→ **STATED EXERCISE 1**
Render the records as a numbered list with blank lines omitted, starting at the line that contains "Every instance of the blue metal" and ending at the last line of the records.

Today on Getting To Know... I have Paul Toolan, lovely author of A Killing Tree and A January Killing.
You write crime fiction, what is it that draws you to this genre?
It’s a genre I’ve enjoyed since as a schoolboy I read and re-read the Sherlock Holmes stories. Mysterious plots, enigmatic characters and atmospheric settings feature strongly in the Holmes books – they’re central features of my novels too. And there are so many routes crime novels can travel. They don’t all have to be about serial killers mutilating women [usually] in gory, voyeuristic ways. Mine aren’t.
Zig Batten is the main character in your series, is there any of your personality in him or is he based on someone in real life?
While he’s a creation from my imagination, and not based on a real person, there are some parallels between him and me. We’re both from urban Yorkshire in the north of England, and moved south to live in rural Somerset in the West Country. We’re both Eng Lit graduates, reflective, socially aware, ironically-minded. I’ve never worked for the police or the legal profession, though, and when I’m writing, I often make Zig do the opposite of what I’d do in the same situation. I’m not producing an autobiography. Characters should extend the writer, I feel. And alas, he’s 25 years younger than me!
Do you have a favourite character that you have written so far?
I like Zig Batten and Sergeant Ball – liking them helps me to write them, though I write their faults too. But I’m warming to the minor members of Batten’s police team, especially to Detective Constable Eddie Hick, whose nickname is ‘Loft’, because he’s full of crap. As the series has grown, so has Hick, and his intelligence is emerging despite his physical jerks and awkwardness – he has a body that is ‘part windmill, part wrecking-ball’.
DC Nina Magnus, a black detective in largely white rural Somerset, takes on a bigger role in book 3, An Easter Killing [which should be out by Easter 2017], and I think Eddie Hick may do much the same in book 4. A fair-sized police team is harder to deal with as a writer, but the reward is having plenty of scope.
When you are writing do you have a set routine or schedule that you like to follow?
I really should have’ is a constant thought, but I’ve always been a peaks and troughs person, needing moderate deadline pressure to get things done to my satisfaction. I tend to write later in the day, as a bit of a nightbird, but sometimes I wake early with a thought or two and can be tapping the keys at 6 in the morning. I try to write every day but my pattern in every book is to have a fallow period. For the first book, this was three months - far less now.

→ **STATED EXERCISE 2**
Translate this sentence from the interview into French: "I try to write every day but my pattern in every book is to have a fallow period."

→ **DATA PROVIDED**

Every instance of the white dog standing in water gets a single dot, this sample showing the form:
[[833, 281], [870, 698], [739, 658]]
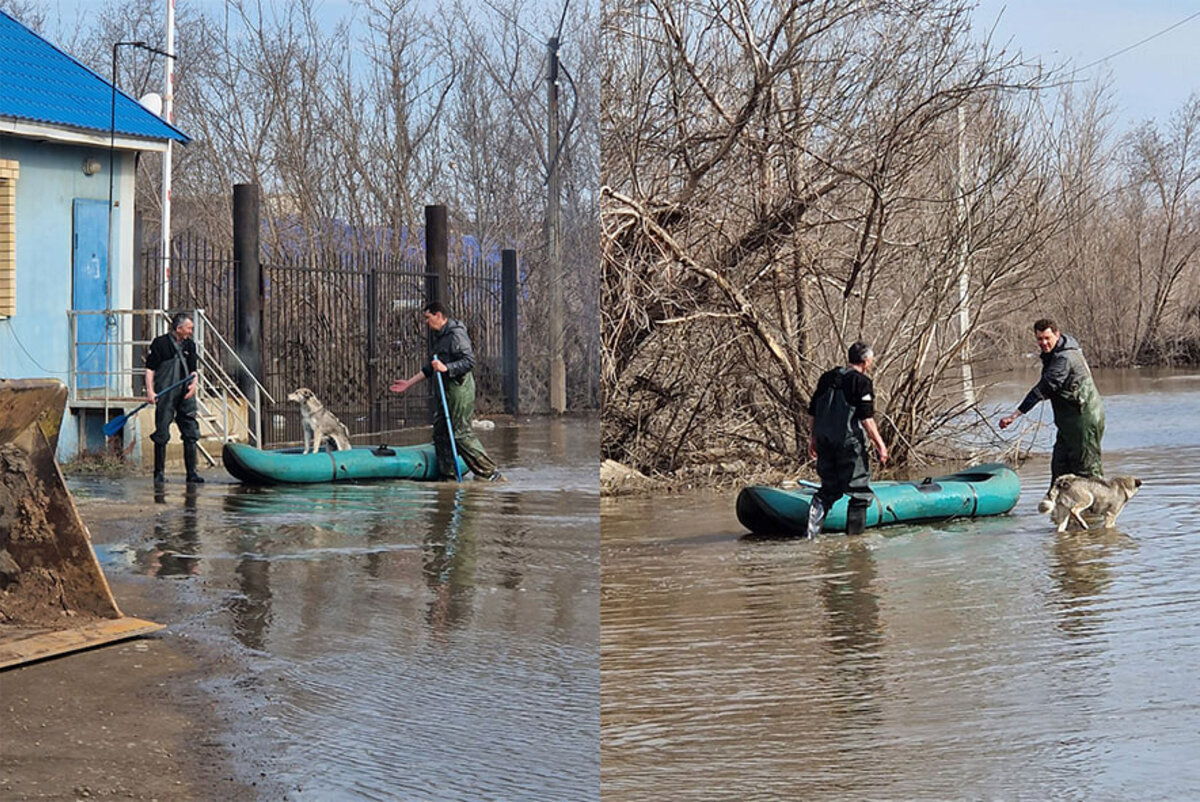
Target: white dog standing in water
[[1071, 496], [319, 423]]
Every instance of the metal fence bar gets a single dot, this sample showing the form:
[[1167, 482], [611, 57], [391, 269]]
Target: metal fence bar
[[342, 323]]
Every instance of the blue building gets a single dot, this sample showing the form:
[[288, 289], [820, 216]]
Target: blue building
[[66, 256]]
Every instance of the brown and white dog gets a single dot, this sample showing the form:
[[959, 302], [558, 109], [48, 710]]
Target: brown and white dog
[[1071, 496], [319, 423]]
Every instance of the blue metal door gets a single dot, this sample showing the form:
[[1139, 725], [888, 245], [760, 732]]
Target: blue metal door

→ **COMPLETE ANSWER 1**
1. Every instance of the blue metal door gets a single dot, this sample showing the form:
2. [[1139, 725], [888, 245], [760, 732]]
3. Target: blue metal door

→ **COMPLETE ANSWER 2**
J'essaie d'écrire tous les jours, mais pour chaque livre, j'ai l'habitude d'avoir une période de jachère.